Task goal> Pictures aside, repeat every entry exactly.

★ ★ ★ ★ ★

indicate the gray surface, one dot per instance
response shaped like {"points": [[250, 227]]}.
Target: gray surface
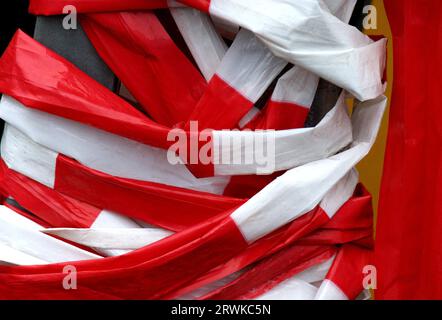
{"points": [[75, 47]]}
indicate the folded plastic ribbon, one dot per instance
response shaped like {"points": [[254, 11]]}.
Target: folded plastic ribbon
{"points": [[102, 163]]}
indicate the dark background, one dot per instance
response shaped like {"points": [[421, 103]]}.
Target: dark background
{"points": [[13, 15]]}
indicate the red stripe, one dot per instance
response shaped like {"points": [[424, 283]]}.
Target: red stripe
{"points": [[165, 269], [271, 271], [55, 7], [161, 205], [347, 270], [408, 246], [221, 106], [148, 63], [41, 79], [202, 5], [160, 269], [55, 209]]}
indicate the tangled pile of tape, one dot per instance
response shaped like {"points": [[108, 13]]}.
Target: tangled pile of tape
{"points": [[98, 191]]}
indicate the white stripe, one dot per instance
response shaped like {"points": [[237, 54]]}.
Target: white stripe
{"points": [[341, 9], [300, 189], [38, 163], [330, 291], [305, 33], [109, 219], [18, 233], [248, 117], [282, 149], [297, 86], [206, 46], [111, 238], [103, 151], [338, 195], [249, 67], [291, 289]]}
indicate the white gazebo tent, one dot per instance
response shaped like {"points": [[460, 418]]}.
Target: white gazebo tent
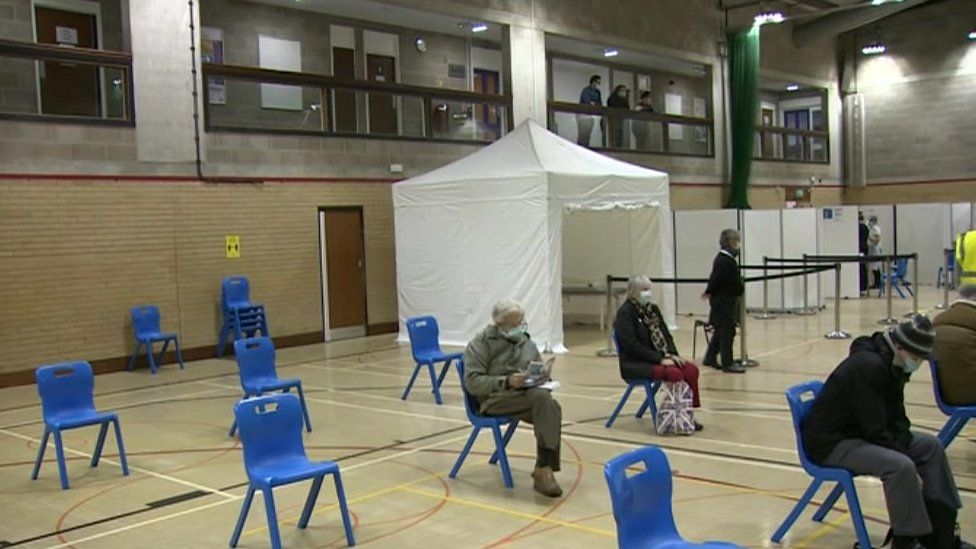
{"points": [[489, 226]]}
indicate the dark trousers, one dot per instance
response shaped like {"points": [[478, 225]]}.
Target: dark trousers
{"points": [[721, 342], [900, 474]]}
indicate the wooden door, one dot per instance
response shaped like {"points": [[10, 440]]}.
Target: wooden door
{"points": [[382, 107], [344, 104], [68, 88], [345, 267]]}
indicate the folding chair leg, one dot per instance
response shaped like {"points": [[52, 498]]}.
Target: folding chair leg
{"points": [[856, 517], [797, 509], [301, 397], [502, 456], [272, 518], [236, 536], [40, 453], [62, 465], [620, 405], [464, 452], [99, 444], [829, 503], [118, 441], [346, 524], [313, 494], [416, 370]]}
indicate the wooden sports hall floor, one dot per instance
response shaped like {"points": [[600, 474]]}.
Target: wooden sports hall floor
{"points": [[734, 481]]}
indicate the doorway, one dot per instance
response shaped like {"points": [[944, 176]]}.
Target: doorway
{"points": [[70, 89], [382, 106], [343, 268]]}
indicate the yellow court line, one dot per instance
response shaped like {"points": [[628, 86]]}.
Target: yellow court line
{"points": [[502, 510]]}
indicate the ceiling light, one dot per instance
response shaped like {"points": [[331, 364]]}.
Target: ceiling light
{"points": [[767, 17], [874, 48]]}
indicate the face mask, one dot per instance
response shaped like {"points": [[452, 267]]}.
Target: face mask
{"points": [[645, 297]]}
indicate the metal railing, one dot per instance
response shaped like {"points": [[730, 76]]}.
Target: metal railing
{"points": [[631, 131], [65, 84], [792, 145], [238, 98]]}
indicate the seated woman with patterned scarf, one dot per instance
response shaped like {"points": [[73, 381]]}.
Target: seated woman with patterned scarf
{"points": [[646, 348]]}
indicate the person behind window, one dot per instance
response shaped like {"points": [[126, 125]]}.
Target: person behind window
{"points": [[496, 361], [725, 286], [955, 349], [590, 96], [858, 423], [647, 350]]}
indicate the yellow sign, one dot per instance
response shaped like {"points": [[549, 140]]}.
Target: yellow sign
{"points": [[233, 246]]}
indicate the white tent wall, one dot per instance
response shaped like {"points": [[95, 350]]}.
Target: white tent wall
{"points": [[799, 227], [762, 235], [924, 229], [837, 234], [696, 235]]}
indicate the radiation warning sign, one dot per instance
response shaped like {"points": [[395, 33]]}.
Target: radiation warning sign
{"points": [[233, 246]]}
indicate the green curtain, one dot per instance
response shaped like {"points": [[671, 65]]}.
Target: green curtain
{"points": [[744, 96]]}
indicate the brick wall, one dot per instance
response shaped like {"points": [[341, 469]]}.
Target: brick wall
{"points": [[76, 255]]}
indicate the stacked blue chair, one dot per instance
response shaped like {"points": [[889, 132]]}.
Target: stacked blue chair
{"points": [[642, 503], [274, 455], [650, 390], [241, 318], [958, 415], [146, 325], [67, 401], [844, 478], [426, 349], [258, 375], [479, 422]]}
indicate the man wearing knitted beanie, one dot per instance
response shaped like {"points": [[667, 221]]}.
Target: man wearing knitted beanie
{"points": [[858, 423]]}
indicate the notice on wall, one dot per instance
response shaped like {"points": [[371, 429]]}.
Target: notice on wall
{"points": [[212, 51], [67, 36]]}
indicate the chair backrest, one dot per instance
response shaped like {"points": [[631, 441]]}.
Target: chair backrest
{"points": [[255, 359], [235, 291], [424, 334], [145, 320], [270, 427], [641, 502], [800, 408], [65, 387]]}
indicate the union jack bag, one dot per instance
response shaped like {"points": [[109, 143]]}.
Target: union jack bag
{"points": [[674, 414]]}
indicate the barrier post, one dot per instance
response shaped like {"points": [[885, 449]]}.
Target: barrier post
{"points": [[888, 266], [611, 349], [765, 314], [837, 333]]}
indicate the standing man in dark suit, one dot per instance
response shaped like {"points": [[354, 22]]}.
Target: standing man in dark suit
{"points": [[725, 286]]}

★ ★ ★ ★ ★

Answer to this problem>
indicate the gray surface, one dot per instance
response shaped like {"points": [[250, 227]]}.
Target: gray surface
{"points": [[75, 47]]}
indicate the folded plastic ribbon, one dot per instance
response shaped like {"points": [[254, 11]]}.
Target: folded plastic ribbon
{"points": [[102, 163]]}
indicate the dark background, one dot per instance
response shaped like {"points": [[421, 103]]}.
Target: dark background
{"points": [[13, 15]]}
indicate the red stripe, one dot per instance
response shaped like {"points": [[424, 283]]}.
Target: red stripe
{"points": [[165, 269], [271, 271], [55, 7], [161, 205], [347, 270], [408, 246], [221, 106], [148, 63], [41, 79], [202, 5], [160, 269], [55, 209]]}
indicate the tangled pile of tape, one dot per instance
response shaped like {"points": [[108, 13]]}.
Target: tangled pile of tape
{"points": [[98, 191]]}
indicate the white stripe, one dot per instance
response shaped like {"points": [[237, 54]]}.
Target: white stripe
{"points": [[341, 9], [300, 189], [38, 163], [330, 291], [305, 33], [109, 219], [18, 233], [248, 117], [282, 149], [297, 86], [206, 46], [111, 238], [103, 151], [338, 195], [249, 67], [291, 289]]}
indicate the white gazebo tent, one dot per instance
response shaped like {"points": [[460, 418]]}.
Target: white gazebo tent
{"points": [[489, 226]]}
indicate the dark trousers, one dot per instance
response shaped like {"points": [[478, 225]]}.
Target: dark trousers
{"points": [[721, 342], [900, 474]]}
indicate the wooden door, one dot per instance
response shaped like {"points": [[10, 440]]}.
Target: wooden door
{"points": [[382, 107], [344, 104], [68, 88], [345, 267]]}
indicate the folding chair leg, one dot per instance
response shaped like {"points": [[52, 498]]}.
Target: folding chair leg
{"points": [[856, 517], [797, 509], [301, 397], [502, 456], [272, 518], [236, 536], [40, 453], [62, 465], [620, 405], [464, 452], [99, 444], [829, 503], [118, 441], [346, 524], [313, 494], [416, 370]]}
indicate the wooden sports hall floor, one dot per instance
response shaped like {"points": [[600, 474]]}.
Target: wooden sports hall floor
{"points": [[734, 481]]}
indicate the doorway, one dot per instance
response shaped like {"points": [[944, 176]]}.
Target: doorway
{"points": [[70, 89], [382, 106], [343, 268]]}
indicate the yellow court line, one dot per instance
response shaped like {"points": [[628, 86]]}.
Target: yellow court line
{"points": [[502, 510]]}
indicate the ceiling light, one dot per instance
response shaped like {"points": [[331, 364]]}.
Target: ceiling light
{"points": [[767, 17], [874, 48]]}
indicate the face mask, one dot per instance
response shaped like {"points": [[452, 267]]}.
Target: face mask
{"points": [[645, 297]]}
indicate the metal railing, one dot per instance
response shaped like {"points": [[730, 76]]}.
Target: metal railing
{"points": [[631, 131], [65, 84], [792, 145], [238, 98]]}
indicate the seated woman with patterned scarf, one dot per instance
response shaped like {"points": [[73, 381]]}.
Target: seated woman with patterned scarf
{"points": [[646, 348]]}
indicate the person behind window, one dot per instance
response shaped like {"points": [[126, 125]]}.
Target: person behind window
{"points": [[496, 361], [725, 286], [955, 349], [590, 96], [858, 423], [647, 350]]}
indicate the yellow sign, one dot per instance
response shaped like {"points": [[549, 140]]}.
Target: yellow sign
{"points": [[233, 246]]}
indicate the white tent wall, one dot per instance
response shaped like {"points": [[95, 350]]}.
Target: white tent wall
{"points": [[799, 227], [762, 235], [924, 229], [837, 234], [696, 235]]}
indicate the radiation warning sign, one dot per instance
response shaped like {"points": [[395, 33]]}.
Target: radiation warning sign
{"points": [[233, 246]]}
indicate the green curtain, one dot per instance
response shaped like {"points": [[671, 65]]}.
Target: green curtain
{"points": [[744, 96]]}
indicate the brick wall, one dot per instance
response shaped like {"points": [[341, 469]]}.
Target: brick wall
{"points": [[76, 255]]}
indicate the stacked blue chair, one dot per instance
response shaped like {"points": [[889, 132]]}.
Target: stacked blue chair
{"points": [[642, 503], [274, 455], [650, 390], [241, 318], [958, 415], [146, 325], [67, 401], [844, 478], [426, 349], [258, 375], [479, 422]]}
indicate the man wearing knitted beanie, one dot per instance
response shaped like {"points": [[667, 221]]}.
Target: man wearing knitted beanie
{"points": [[858, 423]]}
indicate the notice on wall, one dot per instance
response shaped like {"points": [[371, 429]]}.
Target: notice on wall
{"points": [[212, 51], [67, 36]]}
indicate the chair backrest, one dot per instance
response shaped like {"points": [[631, 441]]}.
Target: chair backrest
{"points": [[255, 359], [235, 291], [424, 334], [145, 320], [270, 427], [641, 502], [800, 408], [65, 387]]}
indicate the union jack bag, one dot per instance
response shaped like {"points": [[109, 143]]}.
Target: union jack bag
{"points": [[674, 414]]}
indicate the barrier post, one dot per instance
response shaped like {"points": [[885, 449]]}.
Target: barrier post
{"points": [[888, 266], [611, 349], [765, 314], [837, 333]]}
indicate the standing man in dark suit, one dot per instance
response shaped like {"points": [[354, 22]]}.
Target: standing man in dark suit
{"points": [[725, 286]]}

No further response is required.